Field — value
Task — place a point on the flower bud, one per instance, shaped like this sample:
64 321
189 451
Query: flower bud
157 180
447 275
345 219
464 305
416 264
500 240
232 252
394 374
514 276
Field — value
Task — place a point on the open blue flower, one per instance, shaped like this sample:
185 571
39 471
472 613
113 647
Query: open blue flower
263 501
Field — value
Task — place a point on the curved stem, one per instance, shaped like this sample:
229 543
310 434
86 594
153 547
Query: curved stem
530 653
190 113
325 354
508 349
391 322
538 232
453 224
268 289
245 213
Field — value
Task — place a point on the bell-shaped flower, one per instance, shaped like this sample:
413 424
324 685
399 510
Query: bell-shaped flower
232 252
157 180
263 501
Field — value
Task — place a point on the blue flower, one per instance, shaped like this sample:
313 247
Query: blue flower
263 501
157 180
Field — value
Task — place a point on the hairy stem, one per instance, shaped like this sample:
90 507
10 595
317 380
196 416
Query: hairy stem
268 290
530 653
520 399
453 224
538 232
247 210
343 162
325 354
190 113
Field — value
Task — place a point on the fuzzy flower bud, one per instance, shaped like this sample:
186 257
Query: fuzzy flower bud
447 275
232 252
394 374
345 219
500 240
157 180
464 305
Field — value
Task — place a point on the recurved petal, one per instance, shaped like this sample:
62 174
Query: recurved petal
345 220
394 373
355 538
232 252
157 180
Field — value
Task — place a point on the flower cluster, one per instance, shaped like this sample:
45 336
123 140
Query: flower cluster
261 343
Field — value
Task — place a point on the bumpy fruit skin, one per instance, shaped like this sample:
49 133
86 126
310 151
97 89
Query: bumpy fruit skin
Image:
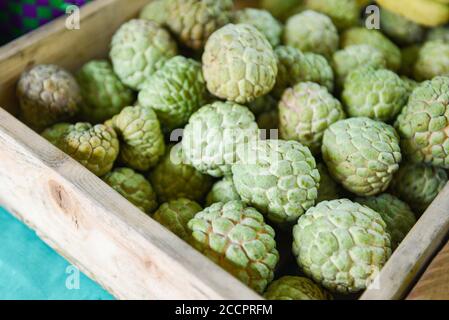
295 288
174 178
212 135
433 61
305 112
176 214
279 178
362 154
423 123
375 39
341 244
222 191
329 189
263 21
418 185
236 238
175 92
193 21
239 63
103 94
352 57
47 95
400 29
398 216
95 147
344 13
138 49
295 67
310 31
134 187
378 94
142 141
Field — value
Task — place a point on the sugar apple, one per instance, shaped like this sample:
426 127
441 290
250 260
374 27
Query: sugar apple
47 94
378 94
141 136
400 29
397 215
174 178
134 187
352 57
376 39
295 67
222 191
193 21
237 238
279 178
213 134
175 92
103 94
95 147
362 154
239 63
418 185
341 244
310 31
433 61
295 288
422 124
305 112
263 21
329 189
138 49
176 214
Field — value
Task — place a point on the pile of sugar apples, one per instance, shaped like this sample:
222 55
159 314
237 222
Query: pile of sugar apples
310 146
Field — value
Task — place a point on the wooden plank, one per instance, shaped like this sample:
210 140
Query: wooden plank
414 253
434 284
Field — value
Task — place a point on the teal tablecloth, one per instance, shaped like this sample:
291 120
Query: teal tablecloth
30 270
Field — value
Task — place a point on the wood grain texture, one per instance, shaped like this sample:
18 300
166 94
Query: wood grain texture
434 284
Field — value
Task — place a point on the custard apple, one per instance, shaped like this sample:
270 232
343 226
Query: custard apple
175 92
176 214
305 112
418 185
174 178
433 61
263 21
213 134
103 94
310 31
239 63
375 39
193 21
295 67
222 191
341 244
352 57
279 178
138 49
47 94
378 94
423 123
134 187
362 154
236 238
95 147
295 288
141 136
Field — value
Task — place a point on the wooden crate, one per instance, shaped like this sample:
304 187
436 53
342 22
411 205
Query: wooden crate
103 234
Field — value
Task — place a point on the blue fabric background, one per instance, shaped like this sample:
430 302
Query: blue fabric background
29 269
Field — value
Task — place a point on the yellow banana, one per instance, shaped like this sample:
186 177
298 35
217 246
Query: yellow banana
426 12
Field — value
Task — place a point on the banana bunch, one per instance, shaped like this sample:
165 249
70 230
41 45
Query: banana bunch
430 13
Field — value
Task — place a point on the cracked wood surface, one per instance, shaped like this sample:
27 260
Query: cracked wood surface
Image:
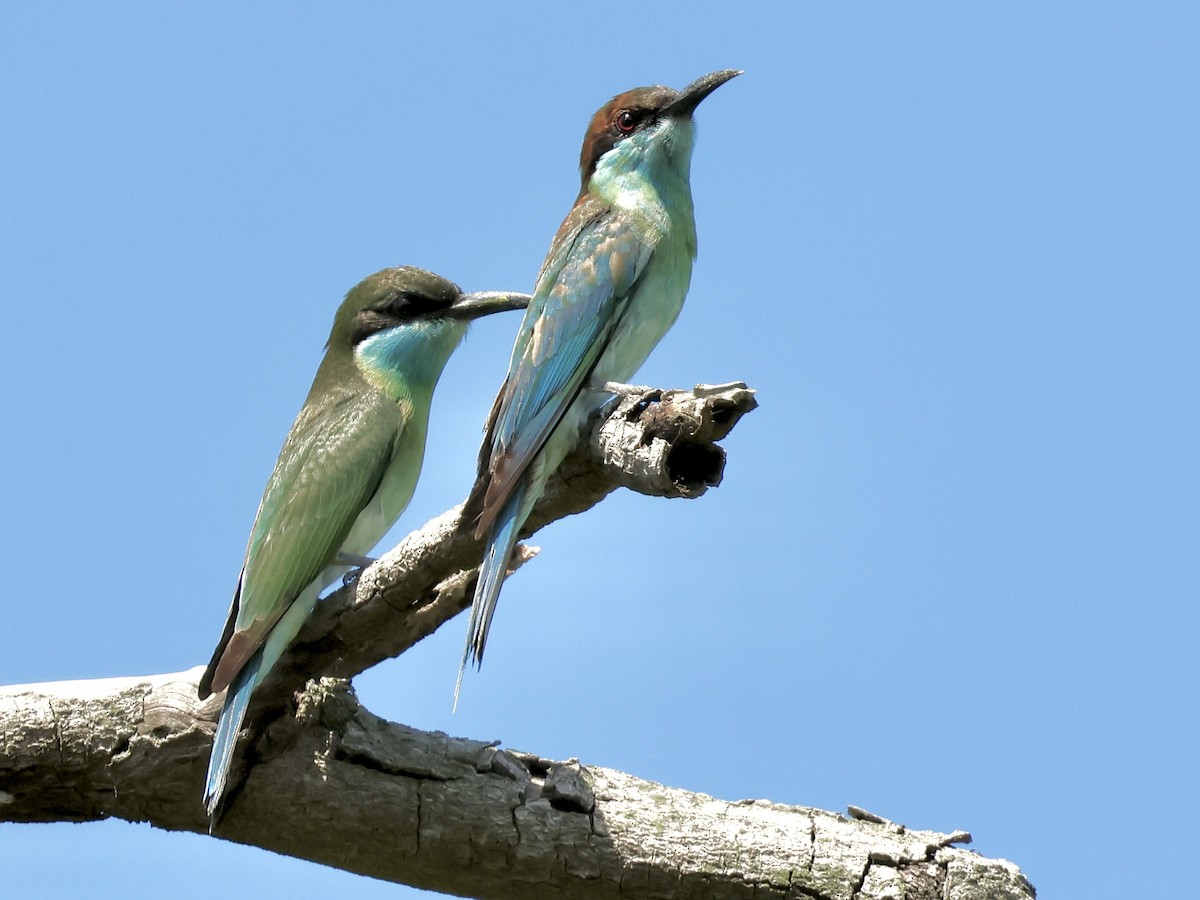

___

__Work instruction__. Tally up the lines of the listing containing the word "cracked". Give only the total.

__The answer__. 2